## Task to carry out
All lines from the one with "Check that each instance of the shower stall" to the end need to be copied exactly, with nothing before them.

## Record list
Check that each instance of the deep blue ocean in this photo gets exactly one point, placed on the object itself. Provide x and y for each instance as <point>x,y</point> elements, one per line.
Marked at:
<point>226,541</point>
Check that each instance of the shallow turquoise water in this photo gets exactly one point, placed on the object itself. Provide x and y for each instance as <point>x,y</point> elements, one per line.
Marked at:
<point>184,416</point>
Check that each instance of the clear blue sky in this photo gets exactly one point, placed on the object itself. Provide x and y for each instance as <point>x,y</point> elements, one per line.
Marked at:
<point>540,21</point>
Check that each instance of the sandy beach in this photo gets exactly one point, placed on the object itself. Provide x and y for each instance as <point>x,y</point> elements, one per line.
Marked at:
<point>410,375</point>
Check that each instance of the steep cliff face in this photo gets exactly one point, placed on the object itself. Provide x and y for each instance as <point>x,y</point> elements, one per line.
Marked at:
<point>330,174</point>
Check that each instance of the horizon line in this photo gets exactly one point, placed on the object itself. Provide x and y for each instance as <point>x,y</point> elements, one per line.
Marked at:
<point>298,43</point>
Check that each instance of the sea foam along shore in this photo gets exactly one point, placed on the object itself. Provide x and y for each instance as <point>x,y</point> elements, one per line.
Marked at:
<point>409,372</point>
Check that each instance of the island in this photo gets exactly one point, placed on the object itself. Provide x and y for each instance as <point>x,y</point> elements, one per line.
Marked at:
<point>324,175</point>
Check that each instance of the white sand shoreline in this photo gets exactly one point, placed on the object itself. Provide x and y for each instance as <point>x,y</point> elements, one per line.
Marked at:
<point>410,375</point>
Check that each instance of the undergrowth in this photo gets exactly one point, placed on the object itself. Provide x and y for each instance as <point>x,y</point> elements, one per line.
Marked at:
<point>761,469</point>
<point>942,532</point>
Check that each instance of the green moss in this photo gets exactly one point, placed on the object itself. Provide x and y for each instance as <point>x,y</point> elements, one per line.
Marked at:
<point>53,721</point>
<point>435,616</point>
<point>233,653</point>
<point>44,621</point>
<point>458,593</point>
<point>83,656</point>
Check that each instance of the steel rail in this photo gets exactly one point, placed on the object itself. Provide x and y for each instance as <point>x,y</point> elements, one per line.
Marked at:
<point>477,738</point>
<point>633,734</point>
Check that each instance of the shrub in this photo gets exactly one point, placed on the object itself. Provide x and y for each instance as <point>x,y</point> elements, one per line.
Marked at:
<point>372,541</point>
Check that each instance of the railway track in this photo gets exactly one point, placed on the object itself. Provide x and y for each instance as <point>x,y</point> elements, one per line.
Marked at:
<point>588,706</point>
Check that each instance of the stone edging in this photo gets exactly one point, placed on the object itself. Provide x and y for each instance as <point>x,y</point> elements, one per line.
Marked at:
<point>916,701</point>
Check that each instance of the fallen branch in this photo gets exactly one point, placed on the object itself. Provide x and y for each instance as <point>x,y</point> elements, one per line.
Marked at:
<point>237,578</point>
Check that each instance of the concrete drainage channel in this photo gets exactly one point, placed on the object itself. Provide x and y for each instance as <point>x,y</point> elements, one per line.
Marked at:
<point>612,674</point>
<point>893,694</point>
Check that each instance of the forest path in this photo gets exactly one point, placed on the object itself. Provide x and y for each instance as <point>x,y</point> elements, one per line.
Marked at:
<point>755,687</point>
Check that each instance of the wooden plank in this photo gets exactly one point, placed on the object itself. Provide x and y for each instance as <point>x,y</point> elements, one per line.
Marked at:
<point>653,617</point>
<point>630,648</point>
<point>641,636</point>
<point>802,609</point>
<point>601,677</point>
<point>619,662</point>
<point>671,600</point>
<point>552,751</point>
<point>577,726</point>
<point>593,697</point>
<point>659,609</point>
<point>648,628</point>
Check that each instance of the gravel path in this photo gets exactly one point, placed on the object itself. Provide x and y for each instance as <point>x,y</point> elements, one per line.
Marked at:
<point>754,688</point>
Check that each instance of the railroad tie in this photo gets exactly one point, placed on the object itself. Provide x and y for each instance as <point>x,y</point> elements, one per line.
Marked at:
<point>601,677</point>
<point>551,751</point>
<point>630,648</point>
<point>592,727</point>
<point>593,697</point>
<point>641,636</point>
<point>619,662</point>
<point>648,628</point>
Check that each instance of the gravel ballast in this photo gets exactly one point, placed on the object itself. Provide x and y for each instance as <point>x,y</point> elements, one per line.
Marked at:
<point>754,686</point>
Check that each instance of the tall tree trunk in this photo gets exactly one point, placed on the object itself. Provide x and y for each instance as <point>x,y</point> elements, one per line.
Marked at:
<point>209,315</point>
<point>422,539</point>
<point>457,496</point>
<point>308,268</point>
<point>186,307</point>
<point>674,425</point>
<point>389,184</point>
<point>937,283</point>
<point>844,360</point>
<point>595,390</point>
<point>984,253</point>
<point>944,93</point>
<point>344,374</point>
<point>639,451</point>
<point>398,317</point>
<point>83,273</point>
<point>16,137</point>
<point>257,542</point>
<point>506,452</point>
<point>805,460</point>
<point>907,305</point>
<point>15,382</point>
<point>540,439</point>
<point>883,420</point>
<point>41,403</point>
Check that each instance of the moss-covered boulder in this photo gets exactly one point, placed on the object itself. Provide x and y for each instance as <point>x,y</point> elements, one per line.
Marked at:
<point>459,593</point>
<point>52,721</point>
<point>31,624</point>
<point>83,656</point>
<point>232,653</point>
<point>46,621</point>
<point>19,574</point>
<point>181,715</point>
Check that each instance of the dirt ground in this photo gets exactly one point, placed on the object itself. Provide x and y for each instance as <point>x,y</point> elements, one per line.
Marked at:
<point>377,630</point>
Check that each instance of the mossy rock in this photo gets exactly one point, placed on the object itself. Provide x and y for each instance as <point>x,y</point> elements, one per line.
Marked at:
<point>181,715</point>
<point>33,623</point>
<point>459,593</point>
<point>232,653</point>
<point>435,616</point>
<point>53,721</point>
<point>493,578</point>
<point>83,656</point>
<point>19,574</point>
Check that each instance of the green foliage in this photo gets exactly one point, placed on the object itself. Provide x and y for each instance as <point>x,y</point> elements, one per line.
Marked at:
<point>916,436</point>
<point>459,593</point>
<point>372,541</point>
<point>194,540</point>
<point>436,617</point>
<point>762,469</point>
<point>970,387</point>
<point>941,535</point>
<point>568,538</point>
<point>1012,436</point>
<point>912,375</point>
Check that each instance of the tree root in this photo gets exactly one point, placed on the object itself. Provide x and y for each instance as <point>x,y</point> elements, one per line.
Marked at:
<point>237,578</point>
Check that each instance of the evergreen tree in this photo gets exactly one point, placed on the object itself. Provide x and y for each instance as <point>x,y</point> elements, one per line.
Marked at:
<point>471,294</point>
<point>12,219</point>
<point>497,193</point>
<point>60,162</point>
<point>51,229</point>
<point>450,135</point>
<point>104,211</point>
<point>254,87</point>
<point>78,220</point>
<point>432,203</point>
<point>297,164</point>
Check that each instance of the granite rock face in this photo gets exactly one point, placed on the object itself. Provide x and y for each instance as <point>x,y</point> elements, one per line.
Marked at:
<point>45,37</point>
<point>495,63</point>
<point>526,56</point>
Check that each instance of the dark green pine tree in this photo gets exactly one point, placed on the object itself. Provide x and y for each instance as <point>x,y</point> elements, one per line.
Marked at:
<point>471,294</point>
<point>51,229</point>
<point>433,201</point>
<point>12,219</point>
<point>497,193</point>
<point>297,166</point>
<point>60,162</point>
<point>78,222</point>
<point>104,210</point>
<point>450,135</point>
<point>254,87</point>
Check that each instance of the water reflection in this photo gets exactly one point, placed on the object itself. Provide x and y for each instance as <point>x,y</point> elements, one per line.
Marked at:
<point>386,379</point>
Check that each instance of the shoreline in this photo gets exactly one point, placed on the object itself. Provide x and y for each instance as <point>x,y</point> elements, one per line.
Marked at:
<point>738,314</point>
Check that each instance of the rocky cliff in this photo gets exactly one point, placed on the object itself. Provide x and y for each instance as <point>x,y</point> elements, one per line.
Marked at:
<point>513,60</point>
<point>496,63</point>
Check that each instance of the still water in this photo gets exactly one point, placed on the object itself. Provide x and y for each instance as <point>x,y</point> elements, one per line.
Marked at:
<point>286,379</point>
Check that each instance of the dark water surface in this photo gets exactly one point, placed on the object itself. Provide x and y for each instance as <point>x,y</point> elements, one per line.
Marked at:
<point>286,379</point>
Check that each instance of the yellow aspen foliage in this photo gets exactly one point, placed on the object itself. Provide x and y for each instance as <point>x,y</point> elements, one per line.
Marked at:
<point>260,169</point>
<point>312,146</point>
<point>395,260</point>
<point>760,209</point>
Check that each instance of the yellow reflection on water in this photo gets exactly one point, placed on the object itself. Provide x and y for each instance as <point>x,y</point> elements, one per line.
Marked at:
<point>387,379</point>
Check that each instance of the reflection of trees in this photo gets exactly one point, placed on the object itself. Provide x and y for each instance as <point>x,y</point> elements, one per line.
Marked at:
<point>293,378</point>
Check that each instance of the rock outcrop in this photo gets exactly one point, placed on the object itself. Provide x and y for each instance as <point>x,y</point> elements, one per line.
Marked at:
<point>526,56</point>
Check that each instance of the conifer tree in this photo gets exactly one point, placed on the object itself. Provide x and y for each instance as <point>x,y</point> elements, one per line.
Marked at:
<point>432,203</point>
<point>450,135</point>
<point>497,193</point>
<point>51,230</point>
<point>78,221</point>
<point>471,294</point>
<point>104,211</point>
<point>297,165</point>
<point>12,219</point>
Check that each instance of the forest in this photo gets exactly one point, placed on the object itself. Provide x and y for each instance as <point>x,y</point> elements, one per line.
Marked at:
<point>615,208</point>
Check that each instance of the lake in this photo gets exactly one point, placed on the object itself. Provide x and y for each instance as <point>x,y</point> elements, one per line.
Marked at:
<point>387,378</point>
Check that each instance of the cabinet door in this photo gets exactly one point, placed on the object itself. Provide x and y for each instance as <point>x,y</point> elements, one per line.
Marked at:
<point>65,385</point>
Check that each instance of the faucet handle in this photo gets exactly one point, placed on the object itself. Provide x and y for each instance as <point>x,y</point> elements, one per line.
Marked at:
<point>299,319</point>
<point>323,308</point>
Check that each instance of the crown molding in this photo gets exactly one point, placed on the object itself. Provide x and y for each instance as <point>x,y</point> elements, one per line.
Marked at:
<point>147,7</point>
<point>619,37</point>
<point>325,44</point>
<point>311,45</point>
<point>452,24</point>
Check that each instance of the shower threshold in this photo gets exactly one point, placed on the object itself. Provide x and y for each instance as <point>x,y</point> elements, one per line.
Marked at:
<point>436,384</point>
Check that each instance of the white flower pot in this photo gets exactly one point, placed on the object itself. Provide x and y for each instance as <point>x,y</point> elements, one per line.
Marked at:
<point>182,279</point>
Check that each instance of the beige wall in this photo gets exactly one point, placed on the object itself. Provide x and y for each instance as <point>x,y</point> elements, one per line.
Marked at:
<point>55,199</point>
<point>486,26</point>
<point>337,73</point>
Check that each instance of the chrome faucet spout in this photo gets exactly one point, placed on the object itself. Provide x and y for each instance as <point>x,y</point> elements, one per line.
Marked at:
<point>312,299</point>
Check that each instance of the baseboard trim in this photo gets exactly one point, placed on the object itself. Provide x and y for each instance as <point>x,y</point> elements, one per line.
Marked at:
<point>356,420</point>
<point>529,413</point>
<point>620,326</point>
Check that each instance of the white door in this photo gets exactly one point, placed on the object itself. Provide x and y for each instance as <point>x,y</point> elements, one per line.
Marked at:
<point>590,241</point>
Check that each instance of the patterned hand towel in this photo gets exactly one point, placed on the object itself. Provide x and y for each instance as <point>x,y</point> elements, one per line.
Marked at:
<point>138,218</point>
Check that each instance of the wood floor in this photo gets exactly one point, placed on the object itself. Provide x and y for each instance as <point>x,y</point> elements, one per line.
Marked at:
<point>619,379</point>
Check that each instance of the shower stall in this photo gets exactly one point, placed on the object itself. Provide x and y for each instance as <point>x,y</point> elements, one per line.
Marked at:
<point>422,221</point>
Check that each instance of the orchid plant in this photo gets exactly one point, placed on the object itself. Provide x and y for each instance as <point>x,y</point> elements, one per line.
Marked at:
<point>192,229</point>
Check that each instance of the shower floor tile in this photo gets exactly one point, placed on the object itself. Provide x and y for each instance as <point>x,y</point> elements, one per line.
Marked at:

## Finished task
Check that each instance of the shower stall in this photo gets exactly one point, placed on the object itself. Provide x and y for each instance as <point>x,y</point> elements, one per line.
Marked at:
<point>422,221</point>
Check that each instance of the orchid plant in this photo gets exactly one point, placed on the object itself. Provide x and y for each instance as <point>x,y</point> elements, one per line.
Marked at:
<point>192,229</point>
Check that each instance of the shower floor tile in this photo gets exactly one point, placed on the object itself. Provide x and y for each instance as <point>x,y</point> elements, one per line.
Marked at:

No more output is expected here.